Reproduce all of the records below word for word, leaving out the pictures.

+ + +

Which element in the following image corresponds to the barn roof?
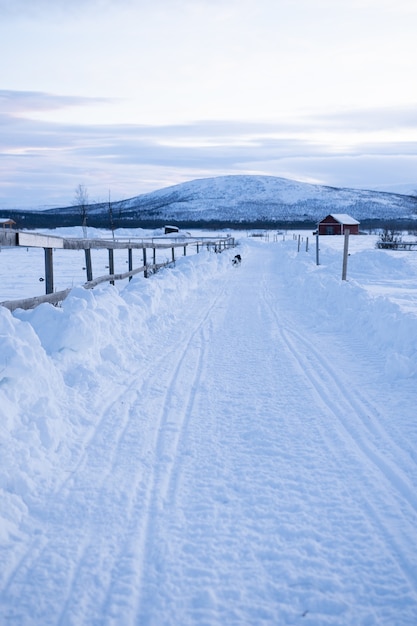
[330,213,360,225]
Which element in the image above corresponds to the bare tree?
[75,185,88,239]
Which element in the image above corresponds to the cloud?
[0,90,417,208]
[0,89,111,115]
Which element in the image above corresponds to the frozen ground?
[0,235,417,626]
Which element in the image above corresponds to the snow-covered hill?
[3,176,417,227]
[89,176,417,222]
[0,232,417,626]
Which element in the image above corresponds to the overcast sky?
[0,0,417,208]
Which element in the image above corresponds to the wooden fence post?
[143,248,148,278]
[84,248,93,282]
[44,248,54,294]
[342,228,350,280]
[109,248,114,285]
[127,248,133,282]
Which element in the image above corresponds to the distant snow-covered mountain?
[87,176,417,223]
[4,175,417,227]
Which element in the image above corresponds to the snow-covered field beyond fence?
[0,234,417,626]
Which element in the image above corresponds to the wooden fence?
[0,230,236,311]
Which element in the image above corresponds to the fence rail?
[0,230,236,311]
[376,241,417,250]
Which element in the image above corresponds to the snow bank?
[0,252,229,541]
[272,241,417,382]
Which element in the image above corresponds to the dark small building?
[318,213,360,235]
[164,226,179,235]
[0,218,16,228]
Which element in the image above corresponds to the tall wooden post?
[142,248,148,278]
[127,248,133,281]
[84,248,93,282]
[109,248,114,285]
[342,228,350,280]
[44,248,54,294]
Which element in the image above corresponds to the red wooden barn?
[319,213,360,235]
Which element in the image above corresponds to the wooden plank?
[0,289,71,311]
[0,228,17,247]
[17,231,64,248]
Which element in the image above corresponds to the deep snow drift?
[0,234,417,626]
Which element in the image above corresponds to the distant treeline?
[0,211,417,231]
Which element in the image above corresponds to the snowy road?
[0,236,417,626]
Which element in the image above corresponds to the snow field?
[0,232,417,626]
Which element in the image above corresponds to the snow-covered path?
[0,236,417,626]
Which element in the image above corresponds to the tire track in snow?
[261,272,417,590]
[76,280,223,624]
[0,270,228,624]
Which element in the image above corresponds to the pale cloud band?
[0,90,417,208]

+ + +

--- Solution below ---
Which element in the following image corresponds to the barn roof?
[330,213,360,225]
Which element in the image above corresponds to the bare tree?
[75,185,88,239]
Which element in the image above corresponds to the cloud?
[0,90,417,208]
[0,89,111,115]
Which element in the image above corresponds to the frozen ground?
[0,235,417,626]
Which element in the image above corresponds to the snow-covered hill?
[3,176,417,227]
[89,176,417,222]
[0,232,417,626]
Which element in the image above corresponds to the overcast sky?
[0,0,417,208]
Which element in the image above corresponds to the wooden fence post?
[143,248,148,278]
[84,248,93,282]
[44,248,54,294]
[342,228,350,280]
[109,248,114,285]
[127,248,133,282]
Which element in the image above corresponds to the distant snow-covered mountain?
[87,176,417,223]
[4,175,417,227]
Which element in the image above corresponds to the snow-covered field beyond fence?
[0,234,417,626]
Which element in the image above corresponds to the wooden fence?
[0,230,236,311]
Which element in the image above corresponds to the fence rail?
[0,230,236,311]
[376,241,417,250]
Which element in the image above corresponds to the snow bank?
[0,252,229,541]
[272,241,417,382]
Which element in the image above corresponds to the dark small building?
[318,213,360,235]
[164,226,179,235]
[0,218,16,228]
Which element in the image above corresponds to the tall wooden post?
[142,248,148,278]
[127,248,133,281]
[84,248,93,282]
[109,248,114,285]
[342,228,350,280]
[44,248,54,294]
Which element in the image above corresponds to the red wooden barn?
[319,213,360,235]
Which element in the image above corresponds to the wooden plank?
[0,289,71,311]
[0,228,17,247]
[17,231,64,248]
Which element in the image above corresponds to the deep snow drift?
[0,234,417,626]
Which element in the image above corresponds to the distant treeline?
[0,211,417,231]
Which element in the image above corresponds to the snowy road?
[0,236,417,626]
Which element in the image above corresponds to the snow field?
[0,232,417,626]
Which element in the image above corresponds to the snow-covered path?
[0,236,417,626]
Which element in the image above corresponds to the tire track in snow?
[261,272,417,590]
[76,280,223,624]
[0,270,228,624]
Which element in the image above corresponds to the pale cloud band?
[0,90,417,208]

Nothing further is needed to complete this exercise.